** Your instructions **
Take the listing and print it in full, exactly as given.

** Data shown **
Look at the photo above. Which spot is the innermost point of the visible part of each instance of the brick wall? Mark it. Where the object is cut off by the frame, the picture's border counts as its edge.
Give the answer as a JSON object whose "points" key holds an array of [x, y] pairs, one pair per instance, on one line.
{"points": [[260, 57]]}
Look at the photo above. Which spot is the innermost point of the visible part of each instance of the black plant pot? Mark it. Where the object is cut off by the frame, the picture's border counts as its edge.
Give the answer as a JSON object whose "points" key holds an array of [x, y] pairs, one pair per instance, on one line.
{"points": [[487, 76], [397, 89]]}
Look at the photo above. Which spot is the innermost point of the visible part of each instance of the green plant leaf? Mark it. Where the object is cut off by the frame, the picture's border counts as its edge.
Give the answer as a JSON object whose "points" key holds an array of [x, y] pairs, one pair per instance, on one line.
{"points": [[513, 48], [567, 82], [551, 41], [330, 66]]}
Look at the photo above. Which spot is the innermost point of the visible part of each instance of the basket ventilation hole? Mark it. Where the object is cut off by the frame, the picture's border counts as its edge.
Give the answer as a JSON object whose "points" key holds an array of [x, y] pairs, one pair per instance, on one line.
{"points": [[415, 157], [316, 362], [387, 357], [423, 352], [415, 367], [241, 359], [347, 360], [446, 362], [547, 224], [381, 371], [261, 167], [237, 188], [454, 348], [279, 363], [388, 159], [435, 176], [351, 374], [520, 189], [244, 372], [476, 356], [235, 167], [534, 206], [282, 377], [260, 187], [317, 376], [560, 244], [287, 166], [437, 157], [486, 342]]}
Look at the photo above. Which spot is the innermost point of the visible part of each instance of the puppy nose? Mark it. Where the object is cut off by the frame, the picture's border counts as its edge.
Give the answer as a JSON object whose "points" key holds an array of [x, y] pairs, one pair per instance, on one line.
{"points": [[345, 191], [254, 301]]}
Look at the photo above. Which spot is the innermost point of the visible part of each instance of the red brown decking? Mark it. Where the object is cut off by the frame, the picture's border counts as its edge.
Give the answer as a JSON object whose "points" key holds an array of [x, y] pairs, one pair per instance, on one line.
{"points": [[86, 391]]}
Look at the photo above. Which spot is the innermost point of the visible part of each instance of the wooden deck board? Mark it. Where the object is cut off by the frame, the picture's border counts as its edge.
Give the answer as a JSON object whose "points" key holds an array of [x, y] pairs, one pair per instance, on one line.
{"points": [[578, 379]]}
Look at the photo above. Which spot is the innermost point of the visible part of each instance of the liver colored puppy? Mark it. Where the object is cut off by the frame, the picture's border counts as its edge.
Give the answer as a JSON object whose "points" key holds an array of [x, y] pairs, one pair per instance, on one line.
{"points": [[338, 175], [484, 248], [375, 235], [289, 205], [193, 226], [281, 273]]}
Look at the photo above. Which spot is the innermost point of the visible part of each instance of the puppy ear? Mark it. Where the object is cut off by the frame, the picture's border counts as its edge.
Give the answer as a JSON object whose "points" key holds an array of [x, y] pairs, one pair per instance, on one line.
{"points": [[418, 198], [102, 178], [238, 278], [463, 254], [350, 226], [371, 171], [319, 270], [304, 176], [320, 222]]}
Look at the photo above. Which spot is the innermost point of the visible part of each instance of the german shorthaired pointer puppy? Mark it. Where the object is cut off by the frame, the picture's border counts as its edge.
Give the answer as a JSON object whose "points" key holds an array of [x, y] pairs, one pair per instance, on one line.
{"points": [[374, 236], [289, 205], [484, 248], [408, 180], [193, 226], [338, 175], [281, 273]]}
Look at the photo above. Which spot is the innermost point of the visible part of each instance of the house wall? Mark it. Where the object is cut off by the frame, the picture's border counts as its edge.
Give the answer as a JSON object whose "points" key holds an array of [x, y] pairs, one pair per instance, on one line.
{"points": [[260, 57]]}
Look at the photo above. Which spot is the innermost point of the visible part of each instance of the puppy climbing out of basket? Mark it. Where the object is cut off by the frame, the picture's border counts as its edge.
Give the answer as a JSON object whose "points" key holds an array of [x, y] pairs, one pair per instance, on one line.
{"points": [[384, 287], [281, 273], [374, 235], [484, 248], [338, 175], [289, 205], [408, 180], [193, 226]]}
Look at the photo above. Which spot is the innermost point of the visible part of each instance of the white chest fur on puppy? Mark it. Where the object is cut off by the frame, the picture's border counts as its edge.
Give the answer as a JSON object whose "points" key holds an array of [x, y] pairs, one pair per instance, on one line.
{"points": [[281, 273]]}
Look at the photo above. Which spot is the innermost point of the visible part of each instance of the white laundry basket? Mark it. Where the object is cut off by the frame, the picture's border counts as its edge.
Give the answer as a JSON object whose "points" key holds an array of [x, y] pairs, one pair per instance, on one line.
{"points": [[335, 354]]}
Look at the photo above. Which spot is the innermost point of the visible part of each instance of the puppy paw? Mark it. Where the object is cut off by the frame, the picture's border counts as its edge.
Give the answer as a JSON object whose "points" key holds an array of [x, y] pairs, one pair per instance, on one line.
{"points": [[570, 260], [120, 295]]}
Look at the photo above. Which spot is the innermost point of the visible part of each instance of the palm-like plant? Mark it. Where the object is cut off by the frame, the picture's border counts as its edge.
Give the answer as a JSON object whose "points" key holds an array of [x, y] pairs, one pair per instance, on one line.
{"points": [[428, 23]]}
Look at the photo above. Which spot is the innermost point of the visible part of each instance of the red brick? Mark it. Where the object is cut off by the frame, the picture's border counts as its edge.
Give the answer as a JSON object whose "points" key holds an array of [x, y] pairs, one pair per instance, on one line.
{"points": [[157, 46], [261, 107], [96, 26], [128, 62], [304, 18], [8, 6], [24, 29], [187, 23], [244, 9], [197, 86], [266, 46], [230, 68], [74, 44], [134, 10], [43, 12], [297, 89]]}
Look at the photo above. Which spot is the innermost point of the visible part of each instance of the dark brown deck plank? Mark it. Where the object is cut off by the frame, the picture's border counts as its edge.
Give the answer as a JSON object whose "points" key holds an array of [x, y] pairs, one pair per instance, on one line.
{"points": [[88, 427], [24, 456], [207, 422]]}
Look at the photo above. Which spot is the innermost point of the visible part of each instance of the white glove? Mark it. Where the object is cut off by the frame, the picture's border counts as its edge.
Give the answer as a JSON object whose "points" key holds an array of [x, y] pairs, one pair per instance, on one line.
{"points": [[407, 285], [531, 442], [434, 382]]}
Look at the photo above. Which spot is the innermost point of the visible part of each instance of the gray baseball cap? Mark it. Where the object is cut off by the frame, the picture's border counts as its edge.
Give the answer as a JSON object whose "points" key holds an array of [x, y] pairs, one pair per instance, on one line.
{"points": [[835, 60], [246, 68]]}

** Task output **
Look at the photo above. Which spot is the innermost point of the visible part of each instance of the brick wall? Mark it. Where the object is cut off by the frame, the picture's border counts as its edge.
Give the answer as a JSON object whose "points" key holds an array of [x, y] pairs, one pair per instance, on one line.
{"points": [[260, 57]]}
Look at the photo above. Which spot is the innermost point of the visible part of each instance of the black plant pot? Mark it. Where the object is cut off by the frame, the picture's border counts as its edge.
Give the answer as a JSON object whose "points" key holds an array of [x, y] pairs, one pair per instance, on one line.
{"points": [[487, 76], [397, 89]]}
Look at the photo above. Which spot is the innermost point of the visible part of each instance of the green plant leaf? Mark it. Where the object is cut off by the frame, the picture's border counts as its edge.
Give the answer as a JSON object whose "points" key holds an array of [x, y] pairs, one pair per instance, on one line.
{"points": [[513, 48], [567, 82], [551, 41], [330, 66]]}
Look at the photo above. Which spot is the innermost point of the visible part of each instance of the basket ventilation hole? Mark it. Where the object is cut off by the frame, the picture's border counts as its edge.
Give the answer as a JSON object whose "points" key holds an array of [x, y] pairs, one pair per instance, on one line.
{"points": [[415, 157], [316, 362], [387, 357], [423, 352], [415, 367], [241, 359], [347, 360], [446, 362], [547, 224], [381, 371], [261, 167], [237, 188], [454, 348], [279, 363], [388, 159], [435, 176], [351, 374], [520, 189], [244, 372], [476, 356], [235, 167], [534, 206], [282, 377], [260, 187], [317, 376], [560, 244], [287, 166], [437, 157], [486, 342]]}
Look at the photo above. Which spot is the innermost point of the visible part of each instance of the puppy nose? Mark it. Where the object is cut off by the frame, the picture's border counts as its edge.
Give the answer as a JSON object whose "points" key holds an array of [x, y] pairs, one pair per instance, on one line.
{"points": [[345, 191], [254, 301]]}
Look at the photo above. Which spot is the innermost point of the visible part of each instance of the red brown decking? Mark it. Where the object is cut off by the frame, the picture's border counts as its edge.
Give the answer as a JSON object whose "points" key holds an array of [x, y] pairs, one pair per instance, on one line.
{"points": [[86, 391]]}
Look at the photo above. Which spot is the innermost point of the visible part of each instance of the wooden deck board? Mark it. Where the object is cut off by the frame, the picture's border counts as its edge.
Give the answer as a JSON object whose "points" key holds an array of [x, y] pairs, one pair per instance, on one line.
{"points": [[578, 379]]}
Look at the photo above. Which spot is the innermost point of the visible part of each instance of the liver colored puppy? Mark it. Where the object is cut off by the frame, the picture's border counts as its edge.
Give the answer as a JSON object whose "points" key holds an array of [x, y] pairs, one pair per instance, on one line.
{"points": [[338, 175], [484, 248], [375, 235], [289, 205], [193, 226], [281, 273]]}
Look at the photo above. Which spot is the innermost point of the visible part of each instance of the puppy ear? Mark it. Where the object is cut off by the frame, the picture's border counts as its edge.
Give the answer as a JSON object whose "points" key holds an array of [x, y] pairs, one pair per instance, on one line.
{"points": [[418, 198], [102, 178], [238, 278], [463, 254], [350, 226], [371, 171], [319, 270], [304, 176], [320, 222]]}
Look at the photo above. Which spot is the innermost point of the visible part of each instance of the german shorthaired pointer puppy? Mark it. Where the object is cut off by the frame, the picture's border counts as its edge.
Give the answer as a JSON object whose "points" key holds an array of [x, y] pairs, one pair per instance, on one line.
{"points": [[374, 236], [289, 205], [484, 248], [408, 180], [193, 226], [338, 175], [281, 273]]}
Look at the photo above. Which spot is the innermost point of the visible part of each instance of the house wall? Mark it. Where the object is cut off by the frame, the picture's border counts as its edge.
Give the answer as a JSON object whose "points" key holds an array of [x, y] pairs, one pair per instance, on one line.
{"points": [[260, 57]]}
Look at the photo above. Which spot is the innermost point of the visible part of each instance of the puppy climbing out of basket? Mark it. Where the object is cut off by the frame, the picture's border counts as its edge.
Give the answer as a JSON object whose "points" key holds an array of [x, y] pairs, one pair per instance, on one line.
{"points": [[384, 287], [281, 273], [374, 235], [484, 248], [338, 175], [289, 205], [408, 180], [193, 226]]}
Look at the photo above. Which spot is the innermost point of the visible part of each instance of the white chest fur on puppy? Mark it. Where the object is cut off by the frame, the picture's border counts as its edge.
Give the answer as a JSON object whose "points" key holds an array of [x, y] pairs, one pair per instance, on one line.
{"points": [[281, 273]]}
Look at the photo above. Which spot is the innermost point of the visible part of each instance of the white laundry basket? Mark it. Where the object is cut off by the frame, the picture's border counts as its edge.
Give the answer as a JSON object whose "points" key holds an array of [x, y] pairs, one pair per instance, on one line.
{"points": [[335, 354]]}
Look at the photo above. Which spot is the innermost point of the visible part of each instance of the puppy paw? Mark it. Where the object is cut off by the frame, the picture's border counts as its edge.
Give the answer as a JSON object whose "points" key holds an array of [x, y] pairs, one pair per instance, on one line.
{"points": [[570, 260], [120, 295]]}
Look at the photo above. Which spot is the innermost point of the visible part of each instance of the palm-like plant? Mark it. Where the object is cut off by the frame, the picture's border counts as its edge.
Give the answer as a JSON object whose "points" key holds an array of [x, y] pairs, one pair per instance, on one line.
{"points": [[428, 23]]}
Look at the photo above. Which spot is the innermost point of the visible part of each instance of the red brick? Mark it. Where the object is cut off by the frame, the picture's border counts as its edge.
Give the answer as a JSON object whose "points" key holds an array of [x, y] pairs, one pair per instance, on one line.
{"points": [[157, 46], [261, 107], [96, 26], [128, 62], [304, 18], [8, 6], [24, 29], [187, 23], [244, 9], [197, 86], [266, 46], [230, 68], [74, 44], [134, 10], [43, 12], [297, 89]]}
Look at the photo above. Which spot is the innermost point of the visible part of each instance of the dark brown deck plank? Mark it. Where the object is cut off by the frame, the picture's border counts as its edge.
Give the answer as a JSON object whose "points" key holds an array of [x, y] pairs, one pair per instance, on one line.
{"points": [[88, 427], [24, 456], [207, 422]]}
Look at the photo above. Which spot is the innermost point of the visible part of each instance of the white glove? Mark it. Where the object is cut off by the frame, the picture's border counts as its edge.
Give the answer as a JSON object whose "points" key holds an array of [x, y] pairs, one pair per instance, on one line.
{"points": [[407, 285], [531, 442], [434, 382]]}
Look at the photo above. Which spot is the innermost point of the visible part of each instance of the gray baseball cap? Mark it. Where the object is cut off by the frame, the picture's border counts as its edge.
Give the answer as a JSON object whose "points" key holds an array of [x, y] pairs, one pair per instance, on one line.
{"points": [[835, 60], [246, 68]]}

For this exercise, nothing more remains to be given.